For that reason, the benchmark frame keeps the states separate. Presence is recorded alongside omission, inaccuracy, regional skew, language divergence, freshness problems and business-form mismatch. The lab may compare answer behaviour across engines, but it does not turn the result into a national scoreboard. The question is more specific: what kind of evidence weakness appears, and where does it repeat?

In one composite run pattern, a coastal tourism operator is skipped in broad national prompts and appears only after the wording names the coast directly. That suggests regional pull. In another pattern, a cooperative is blurred even when the county is named, suggesting that the business form itself is hard for the answer to hold. In a third, a professional-services firm is named in English but vanishes under Swahili phrasing. Those are three different repairs if a business, county office or trade group wants to act.

This is where underrepresentation becomes useful rather than dramatic. It stops being a complaint that “AI does not show Kenyan businesses” and becomes a map of weaker passages: the county wording fails here, the business-form wording fails there, the language pair splits over there. The lab can then ask which passages are shared across a sector and which belong to one business’s thin evidence.

There is also a discipline in refusing perfect symmetry. Kenya is not underrepresented in the same way across tourism, fintech, agriculture and professional services. Some sectors have export-facing pages and international mentions. Some rely on local operating knowledge. Some generate reviews; others work through relationships that rarely become public text. The benchmark has to be lumpy because the market is lumpy.

What The Finding Can And Cannot Say

The material’s strongest finding is a methodological one: Kenyan business absence in AI answers should be classified before it is explained. If a reader sees no Kenyan example in an answer, the first move is not to guess why. The first move is to record the answer state, the prompt type, the engine, the language, the date, the sector and the region. Only then can the lab compare the result with nearby runs.

DIRECTION 1 –
Duplicate the passage on classifying Kenyan business absence in AI answers word for word, from its first sentence to its last.
DIRECTION 2 –
Gather every line of the entries below that contains the string "tail".

MATERIAL SUPPLIED –
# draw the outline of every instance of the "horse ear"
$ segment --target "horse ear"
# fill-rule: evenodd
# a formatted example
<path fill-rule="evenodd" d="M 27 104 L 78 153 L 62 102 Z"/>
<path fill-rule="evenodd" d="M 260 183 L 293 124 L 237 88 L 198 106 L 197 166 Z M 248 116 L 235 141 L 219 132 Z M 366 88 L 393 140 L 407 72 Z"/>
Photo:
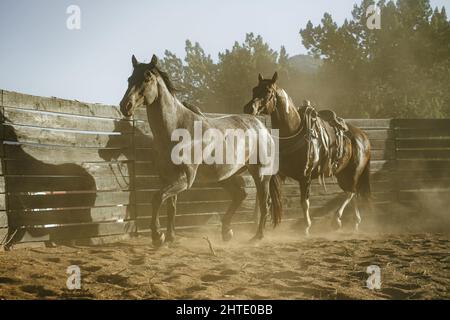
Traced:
---
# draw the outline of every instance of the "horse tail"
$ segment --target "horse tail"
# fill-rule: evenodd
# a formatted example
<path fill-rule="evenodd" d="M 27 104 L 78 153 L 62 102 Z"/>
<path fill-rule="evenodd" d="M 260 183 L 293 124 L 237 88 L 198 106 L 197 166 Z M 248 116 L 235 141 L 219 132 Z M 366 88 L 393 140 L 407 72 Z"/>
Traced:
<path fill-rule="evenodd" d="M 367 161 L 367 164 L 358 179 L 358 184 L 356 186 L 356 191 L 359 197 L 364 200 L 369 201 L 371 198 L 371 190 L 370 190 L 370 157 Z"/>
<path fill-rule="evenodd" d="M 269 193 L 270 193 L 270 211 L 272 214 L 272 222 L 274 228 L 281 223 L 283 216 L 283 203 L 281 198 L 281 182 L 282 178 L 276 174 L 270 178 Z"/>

TASK ANSWER 1 –
For that reason, the benchmark frame keeps the states separate. Presence is recorded alongside omission, inaccuracy, regional skew, language divergence, freshness problems and business-form mismatch. The lab may compare answer behaviour across engines, but it does not turn the result into a national scoreboard. The question is more specific: what kind of evidence weakness appears, and where does it repeat?

In one composite run pattern, a coastal tourism operator is skipped in broad national prompts and appears only after the wording names the coast directly. That suggests regional pull. In another pattern, a cooperative is blurred even when the county is named, suggesting that the business form itself is hard for the answer to hold. In a third, a professional-services firm is named in English but vanishes under Swahili phrasing. Those are three different repairs if a business, county office or trade group wants to act.

This is where underrepresentation becomes useful rather than dramatic. It stops being a complaint that “AI does not show Kenyan businesses” and becomes a map of weaker passages: the county wording fails here, the business-form wording fails there, the language pair splits over there. The lab can then ask which passages are shared across a sector and which belong to one business’s thin evidence.

There is also a discipline in refusing perfect symmetry. Kenya is not underrepresented in the same way across tourism, fintech, agriculture and professional services. Some sectors have export-facing pages and international mentions. Some rely on local operating knowledge. Some generate reviews; others work through relationships that rarely become public text. The benchmark has to be lumpy because the market is lumpy.

What The Finding Can And Cannot Say

The material’s strongest finding is a methodological one: Kenyan business absence in AI answers should be classified before it is explained. If a reader sees no Kenyan example in an answer, the first move is not to guess why. The first move is to record the answer state, the prompt type, the engine, the language, the date, the sector and the region. Only then can the lab compare the result with nearby runs.

TASK ANSWER 2 –
# draw the outline of every instance of the "horse tail"
$ segment --target "horse tail"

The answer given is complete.